Data items »
[Start of Attachment]

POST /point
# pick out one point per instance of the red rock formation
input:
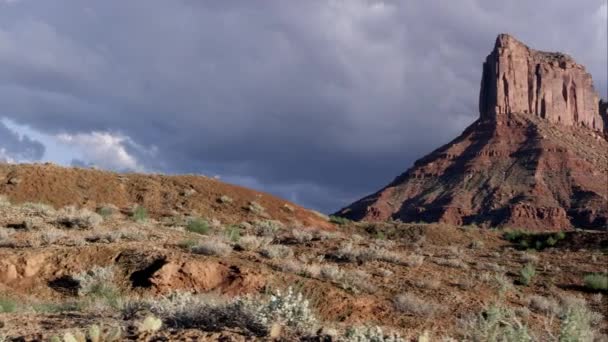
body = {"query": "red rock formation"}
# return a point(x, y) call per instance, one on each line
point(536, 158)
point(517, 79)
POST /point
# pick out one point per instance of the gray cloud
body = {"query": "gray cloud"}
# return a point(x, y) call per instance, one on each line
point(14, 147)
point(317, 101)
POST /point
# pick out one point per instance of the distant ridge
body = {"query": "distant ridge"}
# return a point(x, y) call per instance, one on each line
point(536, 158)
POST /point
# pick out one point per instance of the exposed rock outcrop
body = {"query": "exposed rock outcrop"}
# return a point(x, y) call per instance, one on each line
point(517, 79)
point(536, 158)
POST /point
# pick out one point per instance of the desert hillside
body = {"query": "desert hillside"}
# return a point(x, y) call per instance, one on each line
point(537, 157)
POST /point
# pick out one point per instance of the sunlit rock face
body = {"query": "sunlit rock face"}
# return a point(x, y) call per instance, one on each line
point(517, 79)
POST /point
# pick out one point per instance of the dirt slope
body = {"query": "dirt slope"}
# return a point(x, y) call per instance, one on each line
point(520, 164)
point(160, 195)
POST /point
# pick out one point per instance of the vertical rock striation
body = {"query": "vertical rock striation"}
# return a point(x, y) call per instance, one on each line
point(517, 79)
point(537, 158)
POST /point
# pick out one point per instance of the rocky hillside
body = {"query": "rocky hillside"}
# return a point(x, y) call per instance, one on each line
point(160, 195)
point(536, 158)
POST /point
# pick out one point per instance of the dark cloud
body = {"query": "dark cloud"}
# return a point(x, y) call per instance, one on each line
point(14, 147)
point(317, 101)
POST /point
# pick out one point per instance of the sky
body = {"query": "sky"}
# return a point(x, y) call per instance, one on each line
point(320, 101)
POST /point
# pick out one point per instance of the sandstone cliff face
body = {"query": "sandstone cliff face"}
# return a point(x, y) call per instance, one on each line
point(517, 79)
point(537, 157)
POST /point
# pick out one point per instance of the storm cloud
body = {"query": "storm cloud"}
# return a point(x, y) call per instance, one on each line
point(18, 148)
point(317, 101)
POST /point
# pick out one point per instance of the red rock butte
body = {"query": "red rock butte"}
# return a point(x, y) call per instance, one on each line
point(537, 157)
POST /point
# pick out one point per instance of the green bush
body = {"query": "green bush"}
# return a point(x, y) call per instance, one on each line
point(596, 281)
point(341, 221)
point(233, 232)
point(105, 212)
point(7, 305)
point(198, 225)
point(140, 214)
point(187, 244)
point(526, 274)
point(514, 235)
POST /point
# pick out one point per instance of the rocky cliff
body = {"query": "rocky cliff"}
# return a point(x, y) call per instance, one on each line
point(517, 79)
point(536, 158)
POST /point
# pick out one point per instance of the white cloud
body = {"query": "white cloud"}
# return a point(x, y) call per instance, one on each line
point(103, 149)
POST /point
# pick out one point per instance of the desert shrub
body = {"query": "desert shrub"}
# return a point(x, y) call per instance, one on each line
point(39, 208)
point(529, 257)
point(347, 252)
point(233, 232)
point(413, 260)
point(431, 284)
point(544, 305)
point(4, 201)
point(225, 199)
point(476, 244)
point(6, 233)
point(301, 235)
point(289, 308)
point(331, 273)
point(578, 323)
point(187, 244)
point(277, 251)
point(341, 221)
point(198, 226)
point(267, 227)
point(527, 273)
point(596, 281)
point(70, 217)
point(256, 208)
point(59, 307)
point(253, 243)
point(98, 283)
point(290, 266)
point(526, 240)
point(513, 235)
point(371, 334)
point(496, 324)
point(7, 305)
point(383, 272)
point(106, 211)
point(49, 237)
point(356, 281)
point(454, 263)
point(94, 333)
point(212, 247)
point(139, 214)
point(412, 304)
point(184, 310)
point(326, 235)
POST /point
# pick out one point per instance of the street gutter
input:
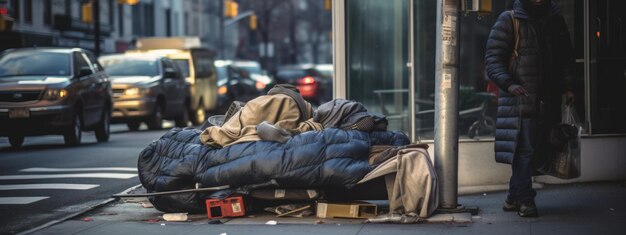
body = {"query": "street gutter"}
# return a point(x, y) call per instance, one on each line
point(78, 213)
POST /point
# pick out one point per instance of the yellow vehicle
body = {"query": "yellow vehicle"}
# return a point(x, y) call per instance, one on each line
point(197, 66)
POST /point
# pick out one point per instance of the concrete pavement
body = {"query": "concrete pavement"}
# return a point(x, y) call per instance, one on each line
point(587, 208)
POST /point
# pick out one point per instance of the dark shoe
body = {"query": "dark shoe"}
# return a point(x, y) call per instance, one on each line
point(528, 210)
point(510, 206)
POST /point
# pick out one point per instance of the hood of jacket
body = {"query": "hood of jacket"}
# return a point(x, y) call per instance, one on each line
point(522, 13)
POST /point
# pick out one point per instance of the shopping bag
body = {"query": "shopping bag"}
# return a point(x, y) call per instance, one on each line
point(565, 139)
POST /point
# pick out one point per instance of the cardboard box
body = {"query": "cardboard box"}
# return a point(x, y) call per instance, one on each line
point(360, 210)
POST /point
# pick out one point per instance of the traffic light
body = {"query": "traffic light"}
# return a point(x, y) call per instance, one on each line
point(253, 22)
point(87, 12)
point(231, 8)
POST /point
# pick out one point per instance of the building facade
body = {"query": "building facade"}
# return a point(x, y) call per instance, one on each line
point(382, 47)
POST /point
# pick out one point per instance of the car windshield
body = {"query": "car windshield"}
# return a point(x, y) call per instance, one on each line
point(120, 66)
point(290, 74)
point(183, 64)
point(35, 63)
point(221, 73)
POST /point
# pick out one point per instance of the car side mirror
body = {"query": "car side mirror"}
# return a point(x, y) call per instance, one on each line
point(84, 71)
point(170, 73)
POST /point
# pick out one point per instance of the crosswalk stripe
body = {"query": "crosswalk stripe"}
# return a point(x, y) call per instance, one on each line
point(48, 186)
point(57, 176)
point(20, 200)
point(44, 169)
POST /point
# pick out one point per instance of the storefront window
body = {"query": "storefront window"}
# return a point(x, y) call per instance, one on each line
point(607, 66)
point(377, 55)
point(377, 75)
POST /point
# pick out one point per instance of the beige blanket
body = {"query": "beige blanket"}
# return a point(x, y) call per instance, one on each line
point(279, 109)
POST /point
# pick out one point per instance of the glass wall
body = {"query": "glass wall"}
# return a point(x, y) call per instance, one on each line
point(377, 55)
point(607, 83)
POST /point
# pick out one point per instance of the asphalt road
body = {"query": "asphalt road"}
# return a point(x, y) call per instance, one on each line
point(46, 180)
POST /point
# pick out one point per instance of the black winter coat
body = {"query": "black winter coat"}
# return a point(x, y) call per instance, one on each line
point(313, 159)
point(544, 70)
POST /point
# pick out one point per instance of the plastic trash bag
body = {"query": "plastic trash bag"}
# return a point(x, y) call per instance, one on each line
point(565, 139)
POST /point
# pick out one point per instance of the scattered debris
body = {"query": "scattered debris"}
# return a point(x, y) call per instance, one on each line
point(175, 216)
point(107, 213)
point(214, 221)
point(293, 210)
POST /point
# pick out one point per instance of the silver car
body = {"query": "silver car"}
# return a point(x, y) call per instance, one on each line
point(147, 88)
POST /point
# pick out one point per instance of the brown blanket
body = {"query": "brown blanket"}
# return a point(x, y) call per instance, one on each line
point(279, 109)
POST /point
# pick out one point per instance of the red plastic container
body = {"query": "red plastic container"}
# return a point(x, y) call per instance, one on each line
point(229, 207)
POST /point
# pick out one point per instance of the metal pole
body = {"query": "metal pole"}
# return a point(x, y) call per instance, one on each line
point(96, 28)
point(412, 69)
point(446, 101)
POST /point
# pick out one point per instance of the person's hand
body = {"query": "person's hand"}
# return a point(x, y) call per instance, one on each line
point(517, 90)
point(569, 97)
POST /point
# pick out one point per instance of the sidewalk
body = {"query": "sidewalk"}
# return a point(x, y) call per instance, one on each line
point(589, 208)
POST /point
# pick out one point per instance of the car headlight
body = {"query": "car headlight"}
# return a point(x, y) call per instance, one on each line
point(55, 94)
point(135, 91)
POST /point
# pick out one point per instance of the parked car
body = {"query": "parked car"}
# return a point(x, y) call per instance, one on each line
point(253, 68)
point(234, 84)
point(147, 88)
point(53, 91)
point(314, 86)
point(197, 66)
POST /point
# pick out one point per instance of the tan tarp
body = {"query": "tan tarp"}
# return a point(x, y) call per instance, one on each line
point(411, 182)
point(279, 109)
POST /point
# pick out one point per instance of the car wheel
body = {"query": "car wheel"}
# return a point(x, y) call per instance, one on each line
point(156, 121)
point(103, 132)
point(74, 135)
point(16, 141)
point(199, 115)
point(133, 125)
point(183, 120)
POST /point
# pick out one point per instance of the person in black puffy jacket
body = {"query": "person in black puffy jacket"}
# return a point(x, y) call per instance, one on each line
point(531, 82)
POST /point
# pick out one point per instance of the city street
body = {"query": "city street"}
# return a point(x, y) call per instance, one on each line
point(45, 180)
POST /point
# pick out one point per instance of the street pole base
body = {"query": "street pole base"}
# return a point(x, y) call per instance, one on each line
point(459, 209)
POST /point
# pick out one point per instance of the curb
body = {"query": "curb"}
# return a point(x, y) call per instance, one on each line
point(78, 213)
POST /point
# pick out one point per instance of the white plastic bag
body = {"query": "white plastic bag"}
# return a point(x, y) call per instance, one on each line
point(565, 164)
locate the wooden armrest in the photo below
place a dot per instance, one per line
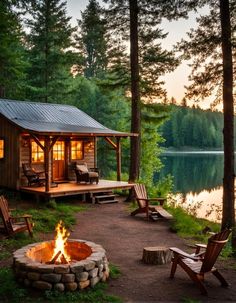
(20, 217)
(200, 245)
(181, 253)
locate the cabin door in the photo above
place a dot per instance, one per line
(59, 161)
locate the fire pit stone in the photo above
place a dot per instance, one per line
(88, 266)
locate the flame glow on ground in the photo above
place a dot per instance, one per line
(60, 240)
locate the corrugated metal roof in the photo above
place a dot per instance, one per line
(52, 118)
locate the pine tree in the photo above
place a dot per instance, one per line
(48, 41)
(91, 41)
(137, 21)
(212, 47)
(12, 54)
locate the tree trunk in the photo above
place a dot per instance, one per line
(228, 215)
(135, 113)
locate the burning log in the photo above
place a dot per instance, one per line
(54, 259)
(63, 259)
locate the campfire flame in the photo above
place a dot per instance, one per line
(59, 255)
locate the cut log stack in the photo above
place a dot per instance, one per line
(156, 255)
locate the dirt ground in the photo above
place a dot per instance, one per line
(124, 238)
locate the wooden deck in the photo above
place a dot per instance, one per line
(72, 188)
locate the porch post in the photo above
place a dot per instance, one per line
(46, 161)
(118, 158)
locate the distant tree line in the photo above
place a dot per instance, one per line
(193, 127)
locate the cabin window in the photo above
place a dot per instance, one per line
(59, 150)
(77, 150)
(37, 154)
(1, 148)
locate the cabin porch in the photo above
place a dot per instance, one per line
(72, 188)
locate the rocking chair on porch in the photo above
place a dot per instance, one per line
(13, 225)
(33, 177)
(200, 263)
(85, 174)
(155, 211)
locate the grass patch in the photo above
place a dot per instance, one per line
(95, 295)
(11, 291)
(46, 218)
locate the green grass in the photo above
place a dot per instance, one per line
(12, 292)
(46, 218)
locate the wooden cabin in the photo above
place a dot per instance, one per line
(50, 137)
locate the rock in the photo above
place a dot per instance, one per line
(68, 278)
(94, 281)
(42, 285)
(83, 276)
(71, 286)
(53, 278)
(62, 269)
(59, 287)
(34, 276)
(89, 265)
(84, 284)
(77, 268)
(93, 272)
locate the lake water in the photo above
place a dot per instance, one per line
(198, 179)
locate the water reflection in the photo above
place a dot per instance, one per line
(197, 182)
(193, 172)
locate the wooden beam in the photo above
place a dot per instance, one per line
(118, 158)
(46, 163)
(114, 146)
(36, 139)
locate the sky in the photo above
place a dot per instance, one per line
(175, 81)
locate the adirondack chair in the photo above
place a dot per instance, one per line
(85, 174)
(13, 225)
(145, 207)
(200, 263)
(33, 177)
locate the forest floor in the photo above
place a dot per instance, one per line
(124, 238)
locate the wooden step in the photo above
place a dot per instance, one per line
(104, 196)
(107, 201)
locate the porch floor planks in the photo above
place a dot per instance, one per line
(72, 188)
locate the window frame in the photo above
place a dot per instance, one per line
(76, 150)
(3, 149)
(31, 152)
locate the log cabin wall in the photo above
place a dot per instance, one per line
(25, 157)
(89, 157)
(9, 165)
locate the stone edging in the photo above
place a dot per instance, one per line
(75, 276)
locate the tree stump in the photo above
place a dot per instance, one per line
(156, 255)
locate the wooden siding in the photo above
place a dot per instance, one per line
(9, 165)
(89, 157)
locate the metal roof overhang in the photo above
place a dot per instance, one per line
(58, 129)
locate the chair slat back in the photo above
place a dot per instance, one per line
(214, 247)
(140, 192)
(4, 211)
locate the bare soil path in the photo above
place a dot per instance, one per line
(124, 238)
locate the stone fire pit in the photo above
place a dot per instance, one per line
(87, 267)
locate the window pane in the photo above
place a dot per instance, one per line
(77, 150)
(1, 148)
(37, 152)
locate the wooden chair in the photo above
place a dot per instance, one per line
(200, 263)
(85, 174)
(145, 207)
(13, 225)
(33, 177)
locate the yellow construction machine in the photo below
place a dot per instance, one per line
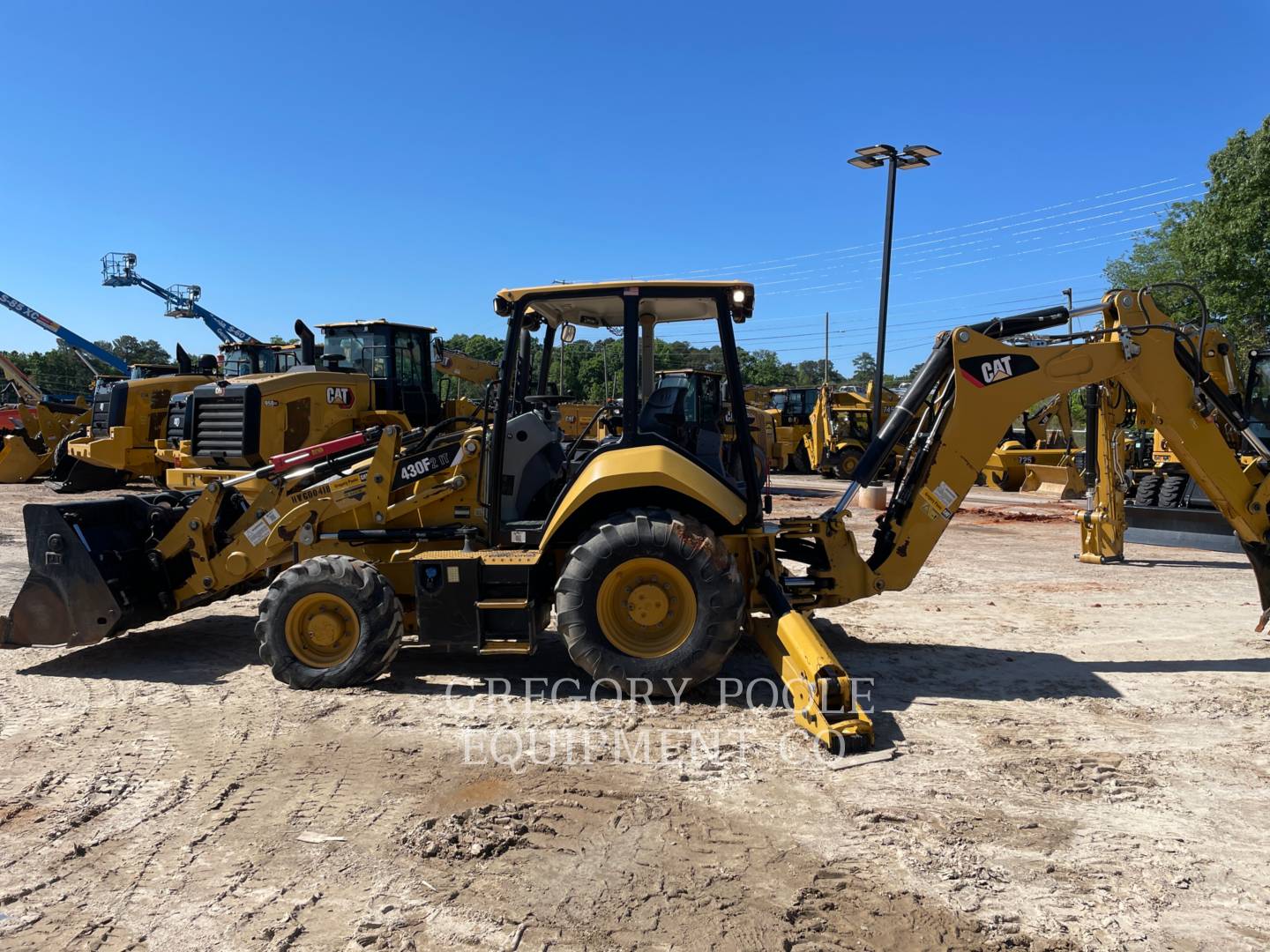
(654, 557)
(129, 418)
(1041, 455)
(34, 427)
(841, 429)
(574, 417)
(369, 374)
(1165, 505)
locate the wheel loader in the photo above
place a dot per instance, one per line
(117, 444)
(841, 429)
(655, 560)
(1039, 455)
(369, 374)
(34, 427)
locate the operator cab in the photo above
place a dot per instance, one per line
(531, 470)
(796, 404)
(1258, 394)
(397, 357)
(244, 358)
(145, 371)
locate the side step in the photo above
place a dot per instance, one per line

[End of Attachment]

YOUR ASSIGNMENT » Taking the records above as input, show every line in which the word "blanket" is present.

SOLUTION BELOW »
# pick out one point per instance of the beige blanket
body = {"query": "beige blanket"}
# pick out one point per instance of the brown blanket
body = {"query": "brown blanket"}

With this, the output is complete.